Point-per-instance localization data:
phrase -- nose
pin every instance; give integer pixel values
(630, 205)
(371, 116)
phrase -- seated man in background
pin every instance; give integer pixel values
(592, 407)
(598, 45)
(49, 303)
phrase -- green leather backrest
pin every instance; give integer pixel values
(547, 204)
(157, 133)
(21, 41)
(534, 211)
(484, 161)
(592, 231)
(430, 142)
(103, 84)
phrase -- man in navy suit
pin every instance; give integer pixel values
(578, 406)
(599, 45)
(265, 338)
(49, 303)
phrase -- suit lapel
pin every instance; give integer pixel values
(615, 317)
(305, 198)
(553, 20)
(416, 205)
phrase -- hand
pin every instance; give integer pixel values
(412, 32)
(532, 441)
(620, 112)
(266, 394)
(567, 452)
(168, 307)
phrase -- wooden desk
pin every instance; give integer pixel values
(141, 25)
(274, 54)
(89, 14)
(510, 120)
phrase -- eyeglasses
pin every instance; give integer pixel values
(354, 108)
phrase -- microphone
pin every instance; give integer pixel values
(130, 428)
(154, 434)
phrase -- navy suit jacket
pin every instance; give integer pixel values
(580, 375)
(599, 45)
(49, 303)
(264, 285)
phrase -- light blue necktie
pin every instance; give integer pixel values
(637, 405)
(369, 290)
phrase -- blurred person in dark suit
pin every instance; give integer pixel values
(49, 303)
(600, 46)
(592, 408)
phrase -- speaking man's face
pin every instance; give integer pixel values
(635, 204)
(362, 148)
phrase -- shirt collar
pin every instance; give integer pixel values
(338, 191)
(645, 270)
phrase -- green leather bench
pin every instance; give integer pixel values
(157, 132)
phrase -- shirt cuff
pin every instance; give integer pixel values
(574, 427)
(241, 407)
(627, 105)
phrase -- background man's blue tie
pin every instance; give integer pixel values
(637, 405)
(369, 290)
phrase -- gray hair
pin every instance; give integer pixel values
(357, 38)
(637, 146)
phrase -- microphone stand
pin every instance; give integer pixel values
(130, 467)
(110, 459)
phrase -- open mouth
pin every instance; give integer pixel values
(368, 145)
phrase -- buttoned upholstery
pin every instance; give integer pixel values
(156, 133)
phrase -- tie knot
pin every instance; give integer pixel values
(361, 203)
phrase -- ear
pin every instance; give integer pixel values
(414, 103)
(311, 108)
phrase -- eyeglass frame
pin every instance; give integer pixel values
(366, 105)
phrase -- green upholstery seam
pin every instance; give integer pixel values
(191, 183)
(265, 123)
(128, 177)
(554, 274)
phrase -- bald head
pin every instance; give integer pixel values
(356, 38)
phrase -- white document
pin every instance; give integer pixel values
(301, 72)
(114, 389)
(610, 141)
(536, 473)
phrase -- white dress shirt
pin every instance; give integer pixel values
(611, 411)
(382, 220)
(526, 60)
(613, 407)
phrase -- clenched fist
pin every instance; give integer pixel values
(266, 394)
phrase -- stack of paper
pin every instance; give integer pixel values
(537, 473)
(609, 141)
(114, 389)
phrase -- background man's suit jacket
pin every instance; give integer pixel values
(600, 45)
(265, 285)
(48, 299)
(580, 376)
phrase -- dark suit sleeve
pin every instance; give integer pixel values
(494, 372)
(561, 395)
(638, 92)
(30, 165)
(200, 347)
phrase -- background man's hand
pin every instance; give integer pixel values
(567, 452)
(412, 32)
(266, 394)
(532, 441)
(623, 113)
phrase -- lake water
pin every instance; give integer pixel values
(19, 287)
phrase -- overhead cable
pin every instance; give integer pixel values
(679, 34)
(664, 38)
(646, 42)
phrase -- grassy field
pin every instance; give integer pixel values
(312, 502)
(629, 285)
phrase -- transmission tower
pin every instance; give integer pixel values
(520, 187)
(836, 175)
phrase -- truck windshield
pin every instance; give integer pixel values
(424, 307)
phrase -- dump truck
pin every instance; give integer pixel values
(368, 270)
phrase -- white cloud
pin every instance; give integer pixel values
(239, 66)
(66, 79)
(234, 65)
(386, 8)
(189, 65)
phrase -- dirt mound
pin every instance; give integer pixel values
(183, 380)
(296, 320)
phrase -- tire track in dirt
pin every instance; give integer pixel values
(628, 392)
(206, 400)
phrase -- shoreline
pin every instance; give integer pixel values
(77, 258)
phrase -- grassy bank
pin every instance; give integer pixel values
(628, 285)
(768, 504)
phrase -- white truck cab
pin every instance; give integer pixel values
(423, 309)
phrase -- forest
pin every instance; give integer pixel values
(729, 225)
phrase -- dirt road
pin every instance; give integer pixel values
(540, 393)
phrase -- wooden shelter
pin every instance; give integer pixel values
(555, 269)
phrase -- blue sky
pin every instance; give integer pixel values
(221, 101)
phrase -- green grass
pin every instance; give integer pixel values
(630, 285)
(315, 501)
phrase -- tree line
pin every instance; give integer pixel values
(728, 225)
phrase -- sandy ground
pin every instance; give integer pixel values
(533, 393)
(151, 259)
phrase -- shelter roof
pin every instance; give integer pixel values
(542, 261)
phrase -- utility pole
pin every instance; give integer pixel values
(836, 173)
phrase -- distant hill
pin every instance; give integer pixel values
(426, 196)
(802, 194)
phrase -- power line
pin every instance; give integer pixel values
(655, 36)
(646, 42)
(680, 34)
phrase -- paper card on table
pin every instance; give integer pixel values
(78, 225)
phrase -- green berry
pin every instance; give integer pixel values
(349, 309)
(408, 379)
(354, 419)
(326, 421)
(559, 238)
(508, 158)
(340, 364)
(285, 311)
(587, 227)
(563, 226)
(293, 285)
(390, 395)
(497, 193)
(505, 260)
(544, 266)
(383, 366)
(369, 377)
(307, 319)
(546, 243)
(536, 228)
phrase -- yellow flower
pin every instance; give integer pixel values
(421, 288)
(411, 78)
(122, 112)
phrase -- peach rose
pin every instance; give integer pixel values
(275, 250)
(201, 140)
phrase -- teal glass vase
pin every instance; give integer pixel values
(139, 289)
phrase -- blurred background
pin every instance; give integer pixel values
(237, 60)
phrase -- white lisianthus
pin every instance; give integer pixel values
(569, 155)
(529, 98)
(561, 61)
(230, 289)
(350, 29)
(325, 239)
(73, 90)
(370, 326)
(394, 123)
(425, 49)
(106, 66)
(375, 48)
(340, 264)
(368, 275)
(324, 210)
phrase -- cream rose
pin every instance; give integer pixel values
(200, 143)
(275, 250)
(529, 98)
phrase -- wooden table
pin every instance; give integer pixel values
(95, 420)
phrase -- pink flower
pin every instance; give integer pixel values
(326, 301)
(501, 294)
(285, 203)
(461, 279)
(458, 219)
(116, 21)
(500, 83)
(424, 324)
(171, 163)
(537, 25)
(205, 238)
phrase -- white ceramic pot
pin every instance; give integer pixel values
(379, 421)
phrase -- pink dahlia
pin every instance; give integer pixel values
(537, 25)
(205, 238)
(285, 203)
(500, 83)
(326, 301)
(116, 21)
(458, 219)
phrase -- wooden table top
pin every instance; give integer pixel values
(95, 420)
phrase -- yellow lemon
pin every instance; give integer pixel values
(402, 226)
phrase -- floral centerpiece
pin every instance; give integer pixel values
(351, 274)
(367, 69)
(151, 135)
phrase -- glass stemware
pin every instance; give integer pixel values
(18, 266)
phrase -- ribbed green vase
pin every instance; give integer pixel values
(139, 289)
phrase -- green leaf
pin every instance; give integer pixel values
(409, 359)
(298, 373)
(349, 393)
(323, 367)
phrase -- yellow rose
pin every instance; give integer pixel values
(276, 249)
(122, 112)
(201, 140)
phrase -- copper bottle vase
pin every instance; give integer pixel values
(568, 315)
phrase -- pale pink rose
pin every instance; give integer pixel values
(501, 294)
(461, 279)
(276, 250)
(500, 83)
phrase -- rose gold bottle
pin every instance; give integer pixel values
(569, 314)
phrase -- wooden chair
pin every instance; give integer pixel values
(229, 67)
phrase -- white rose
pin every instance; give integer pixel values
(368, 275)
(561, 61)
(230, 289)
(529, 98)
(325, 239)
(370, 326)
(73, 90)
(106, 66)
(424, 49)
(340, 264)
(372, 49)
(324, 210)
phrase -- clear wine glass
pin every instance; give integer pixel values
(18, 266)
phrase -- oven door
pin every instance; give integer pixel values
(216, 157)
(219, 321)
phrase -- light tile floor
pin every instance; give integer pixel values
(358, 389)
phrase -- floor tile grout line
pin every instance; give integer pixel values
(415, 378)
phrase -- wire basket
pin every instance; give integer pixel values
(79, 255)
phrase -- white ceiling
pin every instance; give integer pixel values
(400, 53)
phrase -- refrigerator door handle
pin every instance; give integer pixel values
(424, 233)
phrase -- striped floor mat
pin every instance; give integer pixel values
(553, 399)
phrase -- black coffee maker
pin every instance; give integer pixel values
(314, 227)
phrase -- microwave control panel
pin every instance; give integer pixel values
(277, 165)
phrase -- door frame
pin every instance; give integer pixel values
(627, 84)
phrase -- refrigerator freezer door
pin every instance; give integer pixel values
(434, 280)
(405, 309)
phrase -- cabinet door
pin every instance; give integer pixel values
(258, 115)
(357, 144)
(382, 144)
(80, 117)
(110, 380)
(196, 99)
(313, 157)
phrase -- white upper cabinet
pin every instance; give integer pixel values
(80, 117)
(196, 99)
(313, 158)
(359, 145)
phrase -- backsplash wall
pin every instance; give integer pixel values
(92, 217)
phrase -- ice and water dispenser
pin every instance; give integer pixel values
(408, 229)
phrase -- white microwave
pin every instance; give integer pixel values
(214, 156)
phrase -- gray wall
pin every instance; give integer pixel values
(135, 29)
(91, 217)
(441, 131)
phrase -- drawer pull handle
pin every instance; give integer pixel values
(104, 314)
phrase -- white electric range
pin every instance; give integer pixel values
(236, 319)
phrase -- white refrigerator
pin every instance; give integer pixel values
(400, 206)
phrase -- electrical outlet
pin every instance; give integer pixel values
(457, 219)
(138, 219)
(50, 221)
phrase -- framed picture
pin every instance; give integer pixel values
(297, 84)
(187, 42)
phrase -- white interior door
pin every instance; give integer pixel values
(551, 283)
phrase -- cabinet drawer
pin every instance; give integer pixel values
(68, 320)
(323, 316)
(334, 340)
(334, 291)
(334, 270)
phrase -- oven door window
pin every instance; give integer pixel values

# [Instructions for the task]
Wherever a line in the entries holds "grassy", copy that line.

# [Task answer]
phrase -- grassy field
phrase -- grassy bank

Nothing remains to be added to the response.